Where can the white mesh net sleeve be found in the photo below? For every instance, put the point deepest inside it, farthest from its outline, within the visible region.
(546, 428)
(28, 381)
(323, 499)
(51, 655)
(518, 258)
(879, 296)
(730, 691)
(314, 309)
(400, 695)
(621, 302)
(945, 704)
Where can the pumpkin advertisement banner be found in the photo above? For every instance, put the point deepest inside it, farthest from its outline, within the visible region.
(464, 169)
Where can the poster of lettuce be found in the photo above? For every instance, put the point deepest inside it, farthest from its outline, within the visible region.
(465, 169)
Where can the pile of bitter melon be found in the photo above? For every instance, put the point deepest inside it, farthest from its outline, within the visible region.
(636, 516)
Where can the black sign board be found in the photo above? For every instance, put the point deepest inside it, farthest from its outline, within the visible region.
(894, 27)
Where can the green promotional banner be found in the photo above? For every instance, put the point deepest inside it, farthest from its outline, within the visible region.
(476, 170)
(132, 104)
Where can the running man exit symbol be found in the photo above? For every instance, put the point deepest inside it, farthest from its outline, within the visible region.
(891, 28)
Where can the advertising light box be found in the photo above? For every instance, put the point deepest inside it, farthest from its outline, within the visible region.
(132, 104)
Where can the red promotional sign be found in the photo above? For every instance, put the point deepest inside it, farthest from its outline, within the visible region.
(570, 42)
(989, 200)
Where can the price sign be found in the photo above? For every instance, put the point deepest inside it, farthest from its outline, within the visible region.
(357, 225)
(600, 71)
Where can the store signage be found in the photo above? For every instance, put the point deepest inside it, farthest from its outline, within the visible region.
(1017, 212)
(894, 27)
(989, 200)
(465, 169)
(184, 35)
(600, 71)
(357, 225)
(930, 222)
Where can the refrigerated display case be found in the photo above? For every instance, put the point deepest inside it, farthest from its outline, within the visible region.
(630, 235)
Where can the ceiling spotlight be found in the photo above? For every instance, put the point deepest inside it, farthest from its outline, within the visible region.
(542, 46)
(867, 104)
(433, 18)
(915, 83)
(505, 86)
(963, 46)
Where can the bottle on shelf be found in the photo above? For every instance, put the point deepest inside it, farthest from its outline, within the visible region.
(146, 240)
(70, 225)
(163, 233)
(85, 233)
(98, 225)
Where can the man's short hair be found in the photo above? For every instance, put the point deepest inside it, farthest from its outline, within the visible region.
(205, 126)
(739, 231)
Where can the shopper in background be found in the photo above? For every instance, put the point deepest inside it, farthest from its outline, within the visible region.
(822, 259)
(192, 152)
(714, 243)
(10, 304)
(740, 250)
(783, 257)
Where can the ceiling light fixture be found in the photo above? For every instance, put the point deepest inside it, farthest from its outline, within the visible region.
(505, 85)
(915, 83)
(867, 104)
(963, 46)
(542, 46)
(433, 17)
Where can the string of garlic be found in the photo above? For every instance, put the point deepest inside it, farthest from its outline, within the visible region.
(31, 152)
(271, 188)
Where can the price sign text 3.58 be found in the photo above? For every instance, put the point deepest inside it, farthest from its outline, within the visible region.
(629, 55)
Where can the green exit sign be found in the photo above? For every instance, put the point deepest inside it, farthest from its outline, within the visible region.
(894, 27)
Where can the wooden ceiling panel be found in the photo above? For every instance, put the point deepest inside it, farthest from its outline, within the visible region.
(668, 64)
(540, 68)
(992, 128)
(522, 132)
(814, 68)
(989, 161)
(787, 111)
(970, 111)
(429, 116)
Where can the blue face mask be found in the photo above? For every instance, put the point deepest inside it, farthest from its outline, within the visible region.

□ □ □ □ □ □ □

**Work to do**. Reproduce every record, matching each line exactly.

**Written solution**.
Where can the white mesh net sleeve be found in the photo below? For every instance, put the point deepest inside it, farthest from its outline, within the visible region.
(546, 428)
(28, 381)
(323, 499)
(51, 655)
(518, 258)
(879, 296)
(730, 691)
(314, 309)
(400, 695)
(621, 302)
(945, 704)
Where can the pumpkin advertisement banner be found in the photo above? For every instance, put the point deepest inside it, farthest from its outline, within the visible region.
(464, 169)
Where can the poster of lettuce be found in the photo above? For every instance, put the point deepest inside it, farthest from its outline, within the visible region.
(465, 169)
Where can the pile of bitter melon be found in the photo above? For every instance, put the point deepest inside it, farthest from its outline, within the visible region.
(636, 516)
Where can the black sign board be found in the photo above? For every instance, put the point deepest inside it, farthest from its outline, within the visible region.
(894, 27)
Where can the green promotional banner be found in the photo above? For every instance, put the point deepest inside it, farthest from its outline, within the visible region.
(476, 170)
(132, 104)
Where can the running man exit symbol be found in the photo above? For every instance, put the point deepest inside it, farthest from its outline, within the visible region.
(891, 28)
Where can the advertising light box be found in the photo above? For every instance, put the point deepest inside it, farthest from its outline, within the visible region.
(132, 104)
Where can the red promotional sign be found in the photo above? For every instance, put the point deepest inside it, farthest from its outline, within the visible region.
(570, 42)
(989, 200)
Where can the price sign be found in the photo above? For every instance, put the point deepest inside it, farthest from its outline, within the visible region.
(357, 225)
(600, 71)
Where can the store signage be found in the photo above? For every instance, put the point deepest inside it, farthest from its outline, within the visible region.
(1017, 212)
(894, 27)
(989, 200)
(465, 169)
(184, 35)
(600, 71)
(357, 225)
(930, 222)
Where can the refrigerated display case be found in the photo above? For every instance, put the point deepest inside it, farthest from its outline, within the visible region.
(630, 235)
Where can the ceiling spotlight be found in the photo above? For every instance, put the point deepest inside it, farthest from its outline, within the visible region.
(542, 46)
(867, 104)
(433, 18)
(915, 83)
(505, 86)
(963, 46)
Where can the bottle on shelf be found in the photo above? For every instance, put the point deepest inside it, farthest from its outline, within the visible region.
(146, 240)
(70, 225)
(163, 233)
(85, 233)
(98, 225)
Where can the man's short hair be found in the photo above? For every instance, put the point deepest inside it, farthest from its outline, within the visible region.
(205, 126)
(739, 231)
Where can the shopper in background be found in the photo above? For every instance, put the point deepest inside it, farthest from its outline, within the visible region.
(822, 259)
(192, 152)
(714, 243)
(10, 304)
(740, 250)
(783, 257)
Where can the ceiling light fixture be found in the photo above? For every instance, put the point deepest inside it, farthest from its outline, within the visible region.
(505, 85)
(915, 83)
(867, 104)
(963, 46)
(542, 46)
(433, 17)
Where can the string of garlic be found in the photo above? For every instance, put the point deepest inside it, farthest from its outline, within the visible region.
(31, 152)
(271, 188)
Where can the price sign text 3.58 be found in the photo above? For every instance, put the point deepest inside it, farthest from its outline, within the visible region.
(629, 55)
Where can the green exit sign be found in the photo above? For every instance, put the point deepest inside it, farthest from its outline, within the visible region.
(894, 27)
Where can the wooden ceiling panel be found in the photo above? For every instance, put the point deepest inside it, farthest from its outline, within the visible region.
(668, 64)
(540, 68)
(992, 128)
(522, 132)
(814, 68)
(989, 161)
(787, 111)
(970, 111)
(429, 116)
Where can the blue face mask be found in the photo above? For every instance, put the point deepest inside it, farthest from its outline, within the visible region.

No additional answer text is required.